### EXERCISE REQUIREMENTS:
Copy verbatim the block of lines in the entries below whose first line contains "Target: fingernail" and whose last line contains "Target: reflection on water". Leave out all other lines.

== Segment start ==

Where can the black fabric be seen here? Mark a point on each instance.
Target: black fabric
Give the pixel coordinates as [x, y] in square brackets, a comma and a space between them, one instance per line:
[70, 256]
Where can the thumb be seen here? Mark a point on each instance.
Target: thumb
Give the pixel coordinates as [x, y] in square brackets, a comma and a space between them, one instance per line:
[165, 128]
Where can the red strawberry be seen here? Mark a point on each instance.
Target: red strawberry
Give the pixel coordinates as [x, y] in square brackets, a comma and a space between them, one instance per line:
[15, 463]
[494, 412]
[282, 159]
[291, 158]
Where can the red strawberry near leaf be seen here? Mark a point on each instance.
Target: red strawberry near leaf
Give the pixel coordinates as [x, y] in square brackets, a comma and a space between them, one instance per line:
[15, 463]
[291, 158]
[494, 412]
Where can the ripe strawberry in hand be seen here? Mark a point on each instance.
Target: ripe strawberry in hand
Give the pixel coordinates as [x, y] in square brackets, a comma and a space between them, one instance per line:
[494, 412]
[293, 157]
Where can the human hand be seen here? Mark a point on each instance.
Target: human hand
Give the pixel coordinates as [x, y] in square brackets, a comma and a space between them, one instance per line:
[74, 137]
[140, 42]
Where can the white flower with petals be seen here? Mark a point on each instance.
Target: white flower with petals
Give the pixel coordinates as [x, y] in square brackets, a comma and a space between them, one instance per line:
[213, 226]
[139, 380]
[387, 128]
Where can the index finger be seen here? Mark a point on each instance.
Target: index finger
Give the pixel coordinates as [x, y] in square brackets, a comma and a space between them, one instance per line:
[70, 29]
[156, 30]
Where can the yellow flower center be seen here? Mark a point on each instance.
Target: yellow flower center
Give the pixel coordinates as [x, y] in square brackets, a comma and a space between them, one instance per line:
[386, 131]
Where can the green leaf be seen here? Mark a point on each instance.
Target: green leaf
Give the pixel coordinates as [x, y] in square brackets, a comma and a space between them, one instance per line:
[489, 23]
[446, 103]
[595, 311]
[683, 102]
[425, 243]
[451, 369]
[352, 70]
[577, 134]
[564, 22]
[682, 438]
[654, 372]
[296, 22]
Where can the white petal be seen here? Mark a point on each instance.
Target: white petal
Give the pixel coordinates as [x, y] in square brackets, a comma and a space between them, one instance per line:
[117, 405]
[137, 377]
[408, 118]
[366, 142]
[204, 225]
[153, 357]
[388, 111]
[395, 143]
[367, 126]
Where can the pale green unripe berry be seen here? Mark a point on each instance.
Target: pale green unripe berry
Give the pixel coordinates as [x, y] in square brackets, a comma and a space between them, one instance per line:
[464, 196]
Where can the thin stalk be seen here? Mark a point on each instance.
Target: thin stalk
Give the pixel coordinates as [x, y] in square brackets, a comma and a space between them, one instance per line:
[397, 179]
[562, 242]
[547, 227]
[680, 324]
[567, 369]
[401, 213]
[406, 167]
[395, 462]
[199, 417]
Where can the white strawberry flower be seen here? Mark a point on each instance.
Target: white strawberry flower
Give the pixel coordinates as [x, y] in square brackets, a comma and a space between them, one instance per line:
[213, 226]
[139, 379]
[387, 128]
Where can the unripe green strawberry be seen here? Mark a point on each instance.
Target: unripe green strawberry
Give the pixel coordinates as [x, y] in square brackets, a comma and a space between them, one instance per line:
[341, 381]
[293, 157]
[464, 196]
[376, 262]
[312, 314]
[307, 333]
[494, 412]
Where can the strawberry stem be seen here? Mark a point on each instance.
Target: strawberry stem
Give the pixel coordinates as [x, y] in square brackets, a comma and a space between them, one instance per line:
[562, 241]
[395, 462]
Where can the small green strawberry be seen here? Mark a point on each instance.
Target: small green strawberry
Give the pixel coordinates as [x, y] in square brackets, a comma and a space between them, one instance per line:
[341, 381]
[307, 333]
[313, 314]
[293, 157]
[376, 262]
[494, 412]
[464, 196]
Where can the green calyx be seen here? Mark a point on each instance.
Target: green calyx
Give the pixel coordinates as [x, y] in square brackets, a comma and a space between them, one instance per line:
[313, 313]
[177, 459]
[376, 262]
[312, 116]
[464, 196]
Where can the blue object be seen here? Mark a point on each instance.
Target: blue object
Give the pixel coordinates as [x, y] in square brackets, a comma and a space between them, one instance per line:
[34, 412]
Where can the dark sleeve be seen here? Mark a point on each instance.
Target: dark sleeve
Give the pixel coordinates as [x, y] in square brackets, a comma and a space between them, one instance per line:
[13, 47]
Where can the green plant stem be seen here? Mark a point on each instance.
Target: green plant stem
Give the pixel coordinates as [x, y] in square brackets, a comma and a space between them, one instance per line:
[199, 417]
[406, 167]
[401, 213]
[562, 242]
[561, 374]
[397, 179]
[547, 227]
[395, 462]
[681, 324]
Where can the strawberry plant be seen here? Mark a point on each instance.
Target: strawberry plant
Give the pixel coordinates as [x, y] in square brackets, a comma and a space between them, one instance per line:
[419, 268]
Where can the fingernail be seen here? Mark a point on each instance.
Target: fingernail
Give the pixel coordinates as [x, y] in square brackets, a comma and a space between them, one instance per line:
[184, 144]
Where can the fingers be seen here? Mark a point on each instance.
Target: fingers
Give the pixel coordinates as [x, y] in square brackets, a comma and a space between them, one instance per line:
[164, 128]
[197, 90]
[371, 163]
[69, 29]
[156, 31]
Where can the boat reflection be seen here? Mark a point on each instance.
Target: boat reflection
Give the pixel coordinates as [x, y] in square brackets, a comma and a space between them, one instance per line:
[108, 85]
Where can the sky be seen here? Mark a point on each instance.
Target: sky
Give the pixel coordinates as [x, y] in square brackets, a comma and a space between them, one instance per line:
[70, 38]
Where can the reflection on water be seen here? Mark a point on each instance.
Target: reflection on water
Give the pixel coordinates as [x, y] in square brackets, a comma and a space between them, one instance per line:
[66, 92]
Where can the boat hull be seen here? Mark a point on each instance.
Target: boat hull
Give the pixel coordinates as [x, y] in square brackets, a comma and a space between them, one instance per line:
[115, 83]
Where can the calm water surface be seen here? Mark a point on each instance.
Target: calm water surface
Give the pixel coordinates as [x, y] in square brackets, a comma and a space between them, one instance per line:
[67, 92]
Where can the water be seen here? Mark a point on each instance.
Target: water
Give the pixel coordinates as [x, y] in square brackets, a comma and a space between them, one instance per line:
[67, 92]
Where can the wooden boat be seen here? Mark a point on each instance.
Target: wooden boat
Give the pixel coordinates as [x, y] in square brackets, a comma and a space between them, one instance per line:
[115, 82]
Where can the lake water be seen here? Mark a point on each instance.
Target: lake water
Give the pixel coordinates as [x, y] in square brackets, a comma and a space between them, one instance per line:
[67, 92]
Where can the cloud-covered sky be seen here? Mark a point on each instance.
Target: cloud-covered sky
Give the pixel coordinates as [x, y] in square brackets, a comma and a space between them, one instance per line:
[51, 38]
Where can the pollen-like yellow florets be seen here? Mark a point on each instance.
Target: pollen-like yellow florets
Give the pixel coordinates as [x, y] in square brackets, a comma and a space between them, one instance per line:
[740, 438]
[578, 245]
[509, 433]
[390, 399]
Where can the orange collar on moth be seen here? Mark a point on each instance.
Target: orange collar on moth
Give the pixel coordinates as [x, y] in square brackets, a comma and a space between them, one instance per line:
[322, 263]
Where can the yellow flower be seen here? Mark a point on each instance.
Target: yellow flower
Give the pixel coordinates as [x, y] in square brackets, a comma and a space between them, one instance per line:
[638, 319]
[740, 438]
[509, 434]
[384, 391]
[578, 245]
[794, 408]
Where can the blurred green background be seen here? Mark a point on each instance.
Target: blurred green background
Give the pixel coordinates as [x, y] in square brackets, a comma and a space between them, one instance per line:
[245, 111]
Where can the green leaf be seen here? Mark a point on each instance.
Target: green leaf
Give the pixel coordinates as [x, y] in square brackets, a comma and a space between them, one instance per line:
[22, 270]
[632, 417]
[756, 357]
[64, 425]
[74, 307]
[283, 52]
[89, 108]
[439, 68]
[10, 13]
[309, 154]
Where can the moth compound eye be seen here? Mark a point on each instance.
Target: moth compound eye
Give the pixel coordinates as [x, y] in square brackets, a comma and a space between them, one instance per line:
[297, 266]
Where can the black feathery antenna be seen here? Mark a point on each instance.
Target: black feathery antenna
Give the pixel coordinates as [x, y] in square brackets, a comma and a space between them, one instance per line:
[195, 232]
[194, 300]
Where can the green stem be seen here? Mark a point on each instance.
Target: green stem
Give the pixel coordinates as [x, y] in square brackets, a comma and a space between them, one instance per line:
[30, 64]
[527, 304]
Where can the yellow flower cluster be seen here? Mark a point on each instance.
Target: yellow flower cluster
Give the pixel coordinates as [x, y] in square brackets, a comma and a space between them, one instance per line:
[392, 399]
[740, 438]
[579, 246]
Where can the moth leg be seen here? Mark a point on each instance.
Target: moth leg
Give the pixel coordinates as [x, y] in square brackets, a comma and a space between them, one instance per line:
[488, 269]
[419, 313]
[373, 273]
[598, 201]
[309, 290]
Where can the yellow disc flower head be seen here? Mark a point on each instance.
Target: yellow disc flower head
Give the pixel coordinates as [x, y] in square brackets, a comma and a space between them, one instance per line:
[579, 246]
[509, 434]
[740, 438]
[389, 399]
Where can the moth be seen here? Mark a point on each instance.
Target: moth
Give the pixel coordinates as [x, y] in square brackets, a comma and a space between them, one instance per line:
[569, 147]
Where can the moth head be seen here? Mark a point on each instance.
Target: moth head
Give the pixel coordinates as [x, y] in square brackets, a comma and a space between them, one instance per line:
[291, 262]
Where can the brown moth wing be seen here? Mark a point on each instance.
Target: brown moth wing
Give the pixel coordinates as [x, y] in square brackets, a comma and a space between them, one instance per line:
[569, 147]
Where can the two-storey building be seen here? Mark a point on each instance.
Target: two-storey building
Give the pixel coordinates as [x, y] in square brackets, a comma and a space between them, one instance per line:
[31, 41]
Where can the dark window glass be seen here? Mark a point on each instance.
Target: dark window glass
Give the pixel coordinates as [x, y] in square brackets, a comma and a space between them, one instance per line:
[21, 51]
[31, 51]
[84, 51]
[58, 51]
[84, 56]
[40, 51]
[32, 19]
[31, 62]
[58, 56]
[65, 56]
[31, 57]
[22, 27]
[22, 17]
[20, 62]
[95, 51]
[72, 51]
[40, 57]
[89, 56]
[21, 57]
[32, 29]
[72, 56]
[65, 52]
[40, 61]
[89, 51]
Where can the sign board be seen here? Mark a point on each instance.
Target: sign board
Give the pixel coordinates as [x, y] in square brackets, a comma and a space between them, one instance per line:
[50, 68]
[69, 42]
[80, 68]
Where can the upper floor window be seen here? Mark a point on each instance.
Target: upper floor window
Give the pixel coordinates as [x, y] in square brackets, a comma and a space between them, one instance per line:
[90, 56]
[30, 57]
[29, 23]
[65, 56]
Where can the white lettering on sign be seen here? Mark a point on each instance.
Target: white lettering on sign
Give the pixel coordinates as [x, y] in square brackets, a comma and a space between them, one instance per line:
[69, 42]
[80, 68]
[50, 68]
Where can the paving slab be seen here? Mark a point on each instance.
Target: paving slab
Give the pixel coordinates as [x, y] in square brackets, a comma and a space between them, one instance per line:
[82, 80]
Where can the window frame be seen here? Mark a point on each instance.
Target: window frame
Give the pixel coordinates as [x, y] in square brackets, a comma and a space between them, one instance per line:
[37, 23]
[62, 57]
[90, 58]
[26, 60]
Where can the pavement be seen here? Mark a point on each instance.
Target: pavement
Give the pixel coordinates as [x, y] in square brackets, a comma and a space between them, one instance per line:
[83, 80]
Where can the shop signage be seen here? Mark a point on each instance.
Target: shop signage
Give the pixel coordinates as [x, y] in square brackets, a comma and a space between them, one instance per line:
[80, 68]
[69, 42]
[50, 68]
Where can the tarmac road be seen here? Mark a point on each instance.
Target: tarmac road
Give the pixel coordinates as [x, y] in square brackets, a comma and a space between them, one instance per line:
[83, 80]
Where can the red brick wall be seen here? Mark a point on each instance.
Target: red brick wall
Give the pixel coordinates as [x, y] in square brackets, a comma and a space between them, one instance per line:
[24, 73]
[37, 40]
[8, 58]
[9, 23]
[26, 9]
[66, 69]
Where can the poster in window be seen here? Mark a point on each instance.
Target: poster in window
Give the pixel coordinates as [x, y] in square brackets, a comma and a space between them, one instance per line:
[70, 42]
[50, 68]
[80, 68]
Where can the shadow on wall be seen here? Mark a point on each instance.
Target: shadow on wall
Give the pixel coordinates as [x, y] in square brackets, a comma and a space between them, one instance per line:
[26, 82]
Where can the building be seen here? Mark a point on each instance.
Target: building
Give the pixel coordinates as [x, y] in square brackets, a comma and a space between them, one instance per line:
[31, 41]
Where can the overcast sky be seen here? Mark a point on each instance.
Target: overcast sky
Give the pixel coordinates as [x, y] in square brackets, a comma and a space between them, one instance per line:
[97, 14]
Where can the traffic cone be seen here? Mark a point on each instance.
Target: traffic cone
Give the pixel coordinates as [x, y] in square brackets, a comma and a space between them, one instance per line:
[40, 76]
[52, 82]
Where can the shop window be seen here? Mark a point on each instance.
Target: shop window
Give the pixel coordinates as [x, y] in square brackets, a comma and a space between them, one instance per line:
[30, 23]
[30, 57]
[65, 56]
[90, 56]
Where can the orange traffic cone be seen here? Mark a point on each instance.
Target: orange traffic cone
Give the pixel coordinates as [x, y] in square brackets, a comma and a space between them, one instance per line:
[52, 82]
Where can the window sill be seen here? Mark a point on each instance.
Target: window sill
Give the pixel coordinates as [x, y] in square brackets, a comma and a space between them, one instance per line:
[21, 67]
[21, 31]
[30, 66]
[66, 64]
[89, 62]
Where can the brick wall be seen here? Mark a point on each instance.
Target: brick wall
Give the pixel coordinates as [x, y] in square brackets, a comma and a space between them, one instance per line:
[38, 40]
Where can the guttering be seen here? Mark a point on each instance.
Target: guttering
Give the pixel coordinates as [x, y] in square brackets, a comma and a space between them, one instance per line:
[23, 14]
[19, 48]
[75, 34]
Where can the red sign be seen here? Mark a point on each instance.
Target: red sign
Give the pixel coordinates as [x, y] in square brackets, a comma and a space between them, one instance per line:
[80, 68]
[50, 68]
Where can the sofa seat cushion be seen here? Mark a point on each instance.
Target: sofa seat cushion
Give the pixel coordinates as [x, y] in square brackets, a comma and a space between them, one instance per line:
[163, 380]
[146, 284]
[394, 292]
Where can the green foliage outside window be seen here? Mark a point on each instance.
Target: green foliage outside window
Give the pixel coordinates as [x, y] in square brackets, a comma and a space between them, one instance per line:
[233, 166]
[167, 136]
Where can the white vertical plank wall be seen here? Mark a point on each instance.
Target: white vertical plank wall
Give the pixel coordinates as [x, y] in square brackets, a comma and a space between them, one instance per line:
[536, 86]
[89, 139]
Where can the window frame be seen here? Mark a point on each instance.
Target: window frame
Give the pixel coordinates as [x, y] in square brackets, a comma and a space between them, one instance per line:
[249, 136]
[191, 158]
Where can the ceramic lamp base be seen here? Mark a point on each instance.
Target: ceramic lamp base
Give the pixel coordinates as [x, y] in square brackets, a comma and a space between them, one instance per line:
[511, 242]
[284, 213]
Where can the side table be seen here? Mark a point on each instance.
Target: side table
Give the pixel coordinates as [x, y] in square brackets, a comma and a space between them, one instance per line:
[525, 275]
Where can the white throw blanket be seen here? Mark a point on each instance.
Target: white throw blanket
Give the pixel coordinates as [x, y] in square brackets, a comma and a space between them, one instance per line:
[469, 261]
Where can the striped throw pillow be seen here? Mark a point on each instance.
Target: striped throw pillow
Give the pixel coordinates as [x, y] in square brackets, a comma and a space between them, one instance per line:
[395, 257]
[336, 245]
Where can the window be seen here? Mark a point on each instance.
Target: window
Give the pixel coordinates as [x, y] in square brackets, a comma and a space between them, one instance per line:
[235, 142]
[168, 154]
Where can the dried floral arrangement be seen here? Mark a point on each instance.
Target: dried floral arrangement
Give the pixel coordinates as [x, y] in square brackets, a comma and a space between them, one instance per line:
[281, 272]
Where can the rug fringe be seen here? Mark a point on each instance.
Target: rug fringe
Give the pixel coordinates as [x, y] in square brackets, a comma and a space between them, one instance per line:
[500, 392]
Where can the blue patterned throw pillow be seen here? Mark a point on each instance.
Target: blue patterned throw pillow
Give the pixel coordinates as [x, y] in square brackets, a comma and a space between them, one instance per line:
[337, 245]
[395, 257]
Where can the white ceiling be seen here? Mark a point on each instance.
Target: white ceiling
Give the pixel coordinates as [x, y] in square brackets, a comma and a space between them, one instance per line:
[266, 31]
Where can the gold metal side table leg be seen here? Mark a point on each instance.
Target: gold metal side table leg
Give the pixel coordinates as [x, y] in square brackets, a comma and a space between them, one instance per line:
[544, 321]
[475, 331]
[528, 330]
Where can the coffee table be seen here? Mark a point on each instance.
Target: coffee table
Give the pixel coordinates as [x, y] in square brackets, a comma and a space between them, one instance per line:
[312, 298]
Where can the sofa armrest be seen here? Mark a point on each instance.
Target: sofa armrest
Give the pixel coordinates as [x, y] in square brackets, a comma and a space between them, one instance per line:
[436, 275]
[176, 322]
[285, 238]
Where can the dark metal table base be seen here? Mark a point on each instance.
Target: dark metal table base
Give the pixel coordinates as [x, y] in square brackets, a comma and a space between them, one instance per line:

== Segment end ==

### PROBLEM SOLUTION:
Target: fingernail
Give the pixel coordinates as [x, y] in square brackets, a comma and a space between them, one instance per line:
[184, 144]
Where can the fingers be seen here? Mark a point on each instance.
Target: fingers
Give the pixel coordinates as [x, y] in square brackets, a comma and a space between them, one instance per line:
[164, 128]
[197, 90]
[371, 163]
[69, 29]
[156, 31]
Where can the boat reflection be seen here? Mark a point on each instance.
Target: boat reflection
Give the pixel coordinates as [x, y] in square brackets, a comma and a space between them, one instance per line:
[108, 85]
Where can the sky be seen here? Mark a point on each instance.
Target: sky
Give the pixel coordinates as [x, y] in square brackets, a comma and a space between them, one instance per line:
[70, 38]
Where can the reflection on water be seen here? Mark a point on each instance.
Target: reflection on water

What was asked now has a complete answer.